__Aim__
Please reproduce every one of the rows below word for word, leaving out the pictures.

(Stored dataset rows)
= = = = = = =

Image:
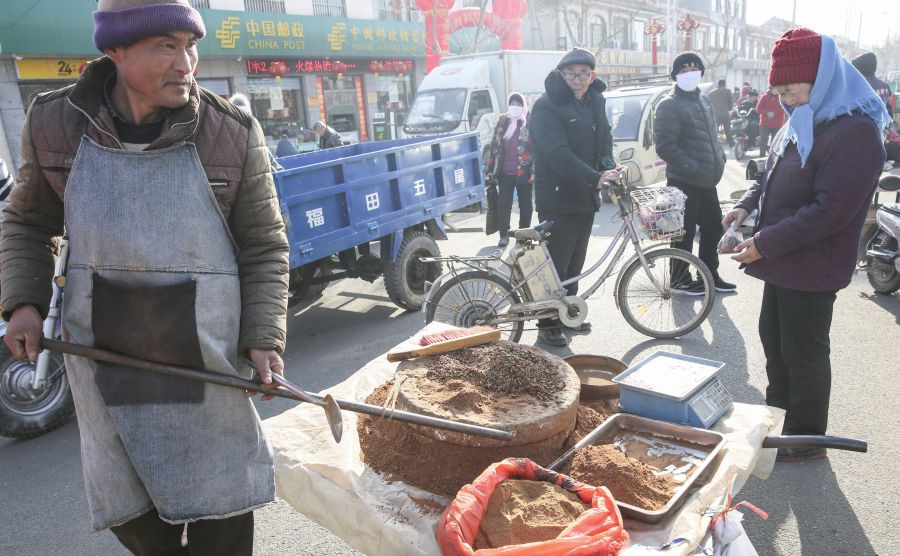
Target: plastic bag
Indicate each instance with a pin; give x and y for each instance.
(729, 537)
(598, 531)
(491, 221)
(730, 240)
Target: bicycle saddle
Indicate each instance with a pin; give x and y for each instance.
(537, 233)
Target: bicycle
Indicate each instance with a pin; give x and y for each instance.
(505, 293)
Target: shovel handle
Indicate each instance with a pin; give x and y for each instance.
(816, 441)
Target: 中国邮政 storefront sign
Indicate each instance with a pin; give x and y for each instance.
(53, 28)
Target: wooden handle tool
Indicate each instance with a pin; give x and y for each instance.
(454, 344)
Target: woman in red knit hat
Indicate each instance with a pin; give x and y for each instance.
(820, 176)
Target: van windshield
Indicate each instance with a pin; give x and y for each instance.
(624, 115)
(436, 111)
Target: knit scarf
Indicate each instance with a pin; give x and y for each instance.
(515, 122)
(839, 90)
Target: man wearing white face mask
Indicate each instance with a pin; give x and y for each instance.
(687, 140)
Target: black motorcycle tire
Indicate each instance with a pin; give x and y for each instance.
(883, 276)
(49, 412)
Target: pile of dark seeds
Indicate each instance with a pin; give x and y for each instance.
(503, 368)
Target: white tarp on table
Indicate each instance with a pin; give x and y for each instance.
(329, 484)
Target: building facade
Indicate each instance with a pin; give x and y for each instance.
(353, 64)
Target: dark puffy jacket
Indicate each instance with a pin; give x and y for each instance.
(811, 217)
(684, 129)
(572, 145)
(330, 140)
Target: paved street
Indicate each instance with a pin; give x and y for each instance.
(842, 505)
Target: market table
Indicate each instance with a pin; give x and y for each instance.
(329, 483)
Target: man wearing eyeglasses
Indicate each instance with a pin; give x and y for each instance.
(573, 157)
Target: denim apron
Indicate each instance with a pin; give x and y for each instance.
(153, 274)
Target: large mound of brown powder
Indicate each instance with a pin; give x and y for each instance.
(629, 480)
(400, 453)
(500, 367)
(520, 512)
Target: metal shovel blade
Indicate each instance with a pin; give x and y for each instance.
(332, 409)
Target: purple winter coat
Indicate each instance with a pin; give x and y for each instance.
(811, 218)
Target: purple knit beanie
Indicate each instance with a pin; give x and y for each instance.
(124, 22)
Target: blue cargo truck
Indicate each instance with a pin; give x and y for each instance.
(373, 209)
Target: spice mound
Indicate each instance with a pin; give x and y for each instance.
(520, 512)
(502, 368)
(629, 480)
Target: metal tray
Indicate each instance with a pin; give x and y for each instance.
(624, 424)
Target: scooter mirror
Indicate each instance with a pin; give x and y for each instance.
(756, 167)
(889, 183)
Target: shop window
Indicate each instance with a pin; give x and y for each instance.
(598, 31)
(265, 6)
(277, 104)
(330, 8)
(479, 105)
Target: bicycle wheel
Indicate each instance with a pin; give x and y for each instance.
(473, 299)
(665, 313)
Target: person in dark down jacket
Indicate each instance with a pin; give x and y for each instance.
(328, 137)
(819, 180)
(686, 138)
(510, 164)
(177, 254)
(573, 157)
(867, 64)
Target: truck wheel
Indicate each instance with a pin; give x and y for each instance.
(404, 278)
(25, 413)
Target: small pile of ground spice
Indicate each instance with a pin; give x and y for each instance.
(500, 367)
(588, 419)
(520, 512)
(402, 454)
(629, 480)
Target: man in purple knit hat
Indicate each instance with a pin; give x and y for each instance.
(177, 254)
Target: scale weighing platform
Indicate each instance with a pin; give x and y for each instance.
(675, 388)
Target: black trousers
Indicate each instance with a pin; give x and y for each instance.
(794, 328)
(525, 190)
(725, 121)
(766, 134)
(568, 248)
(702, 210)
(148, 535)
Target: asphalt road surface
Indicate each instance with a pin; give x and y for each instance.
(841, 505)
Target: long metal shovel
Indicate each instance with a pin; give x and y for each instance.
(255, 386)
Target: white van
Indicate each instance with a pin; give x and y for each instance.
(630, 112)
(468, 93)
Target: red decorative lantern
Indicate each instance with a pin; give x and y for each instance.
(277, 69)
(654, 29)
(687, 25)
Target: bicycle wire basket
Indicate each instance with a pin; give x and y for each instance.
(661, 211)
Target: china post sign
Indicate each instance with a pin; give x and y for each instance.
(65, 28)
(278, 34)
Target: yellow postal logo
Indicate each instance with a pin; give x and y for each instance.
(337, 36)
(227, 34)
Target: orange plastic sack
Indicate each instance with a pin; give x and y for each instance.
(597, 532)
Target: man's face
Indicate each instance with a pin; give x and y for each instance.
(158, 69)
(578, 77)
(794, 94)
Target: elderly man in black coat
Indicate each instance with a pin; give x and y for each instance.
(687, 140)
(573, 157)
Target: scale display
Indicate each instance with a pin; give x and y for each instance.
(675, 388)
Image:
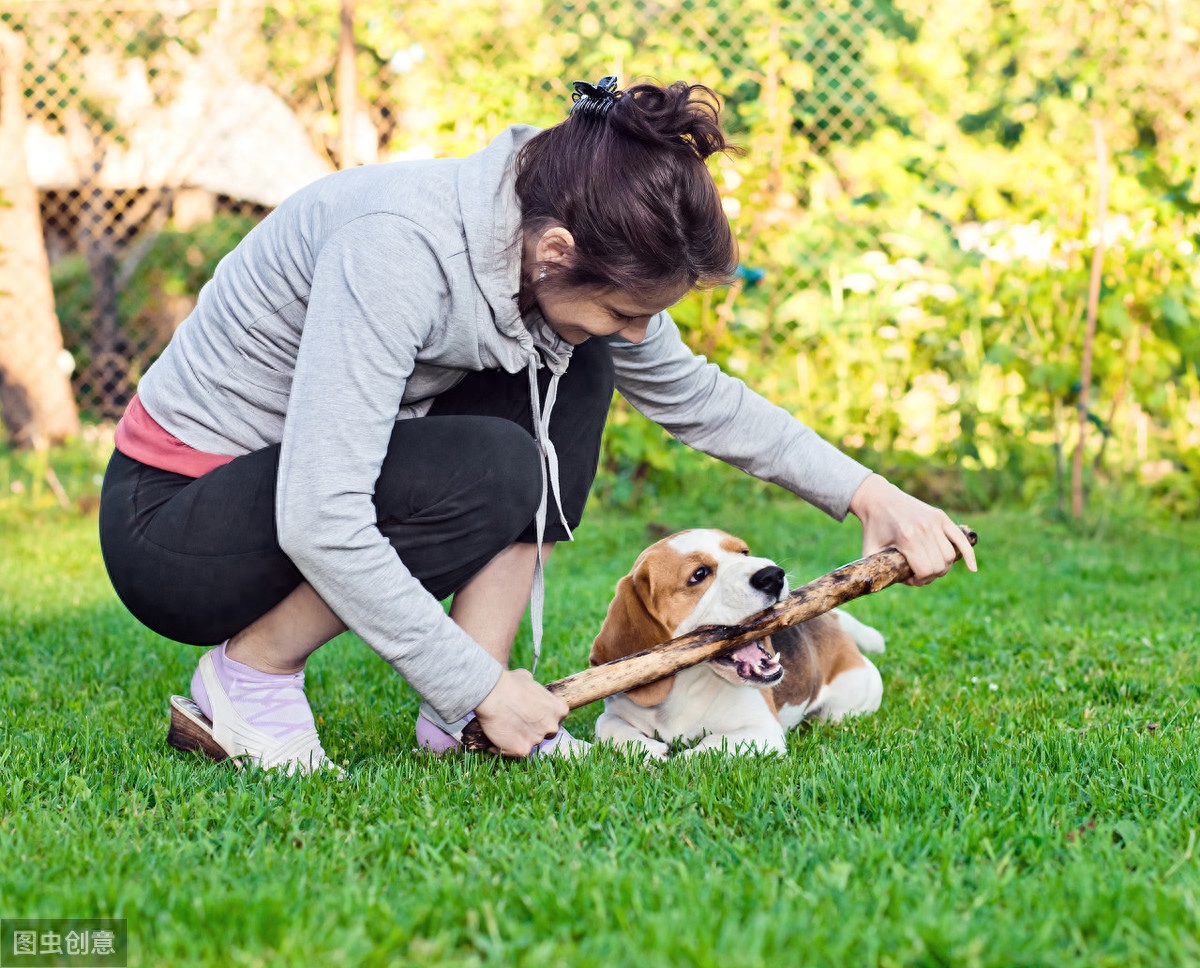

= = = = = = =

__Result of the exercise__
Image:
Target: plastic bag
Indicate each instance with a pin; give x and y for each instance.
(729, 537)
(598, 531)
(491, 221)
(730, 240)
Target: bicycle saddle
Indicate each instance with a pin; give x and y for each instance.
(537, 233)
Target: bicycle
Indicate each instance with a pin; give x and y for each instance.
(505, 293)
Target: shovel handle
Indicate each instance with a pin; give x and y for each instance.
(816, 441)
Target: 中国邮政 storefront sign
Indicate each instance with a pin; give x and y for each instance.
(53, 28)
Target: wooden handle tool
Indicate each instance with a pin; give x and y for each instance.
(454, 344)
Target: woman in red knit hat
Indicate each instance with a pin; give x and y for each instance.
(820, 176)
Target: van windshield
Indicate each instance with a pin; give x and y for each instance.
(624, 115)
(436, 111)
Target: knit scarf
Indicate each instance with a pin; give x and y for each instance.
(515, 122)
(839, 90)
Target: man wearing white face mask
Indicate each instance with a pin; give x and y for each instance.
(687, 140)
Target: black motorcycle tire
Indicate each instance with a pin; give x and y for each instance.
(883, 276)
(49, 412)
Target: pile of dark seeds
Indicate each instance with a pin; give x and y for each instance.
(503, 368)
Target: white tarp on table
Indicate each instance with a pin; give x and y for each instance.
(329, 484)
Target: building facade
Indicate each instance with a pin; give x and y for each instance.
(353, 64)
Target: dark puffy jacket
Indicate each instance with a pin; give x and y for each instance.
(811, 217)
(684, 129)
(572, 145)
(330, 140)
Target: paved street
Indicate each instance with a pin; give x and y for each instance.
(842, 505)
Target: market table
Indicate each instance with a pin; give x and y for each instance.
(329, 483)
Target: man wearing eyeglasses
Indicate each instance with a pin; give x and y for each instance.
(573, 157)
Target: denim apron
Indicate each instance with a pin; give x and y for each instance.
(153, 274)
Target: large mound of brown powder
Indicate each instance with a pin; give x and y for each instance.
(629, 480)
(400, 453)
(500, 367)
(520, 512)
Target: metal shovel blade
Indicate each instance with a pin; give x and y for each instance.
(332, 409)
Target: purple winter coat
Indicate each instance with a pin; give x and y for each instance.
(811, 218)
Target: purple knit beanie
Indicate each instance with a pin; give x and y for each instance.
(124, 22)
Target: blue cargo truck
Indicate each instance with a pin; give x and y for each instance.
(373, 209)
Target: spice mound
Indicate each instance with a pin; give x and y for each instance.
(520, 512)
(502, 368)
(629, 480)
Target: metal tray
Indicate each instance with a pin; give x and y for each instance.
(624, 424)
Target: scooter mirror
Indicate each instance with a pin; give x and y for each instance.
(756, 167)
(889, 183)
Target: shop window
Indicate each instance with a pin; give x and y for each instance.
(598, 31)
(265, 6)
(277, 104)
(330, 8)
(479, 105)
Target: bicycle wheel
Indicate each instance with a pin; give x and y for each instance.
(473, 299)
(665, 313)
Target: person in dark down jacket
Indicate each instance with a pin; give x and y for each instance.
(328, 137)
(819, 180)
(686, 138)
(510, 164)
(177, 254)
(573, 157)
(867, 64)
Target: truck wheel
Indicate each instance with a pin; give x and y for each instance.
(404, 278)
(25, 413)
Target: small pile of ground spice
Indicate each instance with a pin; give x and y for each instance.
(500, 367)
(588, 419)
(520, 512)
(402, 454)
(629, 480)
Target: man in purple knit hat
Indicate each instance with a pin; give x and y for each instance.
(177, 254)
Target: scale weighing platform
Indicate each instance with a pin; give x and y for each instance.
(675, 388)
Target: black trousers
Indicate each instance with a pin; give x and y for each instance.
(794, 328)
(525, 190)
(725, 121)
(766, 134)
(568, 248)
(702, 210)
(148, 535)
Target: asphalt road surface
Indicate each instance with a pin; give x and y for each instance.
(841, 505)
Target: long metal shovel
Indicate each instance with a pin; give x and y for each instance.
(255, 386)
Target: white van
Indicate each instance with a pin; give x and y for each instance.
(630, 112)
(468, 93)
Target: red decorative lantern
Indicate each instance with a pin; give x and y for each instance.
(277, 69)
(654, 29)
(687, 25)
Target: bicycle wire basket
Indicate each instance with a pin; give x and y for each instance.
(661, 211)
Target: china post sign
Indicate each instance with a pin; give x and y for each instance.
(65, 28)
(278, 34)
Target: yellow postal logo
Indicate each instance with a pin; give x and y for each instance.
(337, 36)
(227, 34)
Target: orange plastic sack
Indicate each instance with a pin; give x and y for each instance.
(597, 532)
Target: man's face
Indicate each instance with a pin; give x and y for each instance.
(158, 69)
(578, 77)
(794, 94)
Target: elderly man in black coat
Indicate each instance with a pin; give x and y for each instance.
(687, 140)
(573, 157)
Target: scale display
Indicate each instance with a pin; give x and y for each instance.
(675, 388)
Image:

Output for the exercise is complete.